Raw data
_ _ _ _ _
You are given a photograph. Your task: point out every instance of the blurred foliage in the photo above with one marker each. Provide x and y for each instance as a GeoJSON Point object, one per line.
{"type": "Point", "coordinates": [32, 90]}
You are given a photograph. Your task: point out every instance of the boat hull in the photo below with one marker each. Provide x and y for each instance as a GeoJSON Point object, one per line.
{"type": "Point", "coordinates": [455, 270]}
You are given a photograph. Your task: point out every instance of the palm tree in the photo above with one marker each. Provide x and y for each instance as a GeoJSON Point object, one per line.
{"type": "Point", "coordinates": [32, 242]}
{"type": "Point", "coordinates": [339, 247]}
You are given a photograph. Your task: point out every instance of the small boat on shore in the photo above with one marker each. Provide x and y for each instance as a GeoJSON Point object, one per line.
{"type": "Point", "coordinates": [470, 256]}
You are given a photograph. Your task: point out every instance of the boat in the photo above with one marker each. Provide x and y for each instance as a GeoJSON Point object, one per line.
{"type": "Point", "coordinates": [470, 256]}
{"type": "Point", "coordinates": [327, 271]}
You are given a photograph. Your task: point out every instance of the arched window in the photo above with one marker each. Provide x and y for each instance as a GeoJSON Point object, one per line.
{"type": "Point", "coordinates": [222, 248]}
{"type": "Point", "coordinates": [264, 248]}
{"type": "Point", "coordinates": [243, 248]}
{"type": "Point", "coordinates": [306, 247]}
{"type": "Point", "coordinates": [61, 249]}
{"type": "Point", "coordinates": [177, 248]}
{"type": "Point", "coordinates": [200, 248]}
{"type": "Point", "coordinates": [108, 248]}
_ _ _ _ _
Goal of the exercise
Set down the entries again exactly as they are.

Written answer
You are given a photograph. Your task: point out every instance of the blurred foliage in the photo above with one marker each. Provide x and y for each instance as a GeoJSON Point object, one per line.
{"type": "Point", "coordinates": [32, 90]}
You are given a photograph. Your task: point out every instance of the boat hull in the photo below with one marker each. Provide x and y for each instance as a GeoJSON Point object, one per line.
{"type": "Point", "coordinates": [455, 270]}
You are given a photograph. Your task: point out every instance of the palm tree in the photo above with one marker each. Provide x and y for each instance as a GeoJSON Point object, one per line.
{"type": "Point", "coordinates": [32, 242]}
{"type": "Point", "coordinates": [339, 247]}
You are given a photograph. Your task: point out every instance of the small boat on shore in the photo above with one marker each. Provide x and y for each instance as a GeoJSON Point object, one per line.
{"type": "Point", "coordinates": [470, 256]}
You are given a photograph. Your task: point out every instance of the boat in the photo above with one marker each. Provide x and y for each instance as a GeoJSON Point object, one per line.
{"type": "Point", "coordinates": [470, 256]}
{"type": "Point", "coordinates": [327, 271]}
You are given a photograph. Your task: point out every instance of the arched window in the photo above with one marker each. Provide x and y for each instance as a GeoJSON Point object, one per line.
{"type": "Point", "coordinates": [222, 248]}
{"type": "Point", "coordinates": [264, 248]}
{"type": "Point", "coordinates": [243, 248]}
{"type": "Point", "coordinates": [306, 247]}
{"type": "Point", "coordinates": [61, 249]}
{"type": "Point", "coordinates": [177, 248]}
{"type": "Point", "coordinates": [200, 248]}
{"type": "Point", "coordinates": [108, 248]}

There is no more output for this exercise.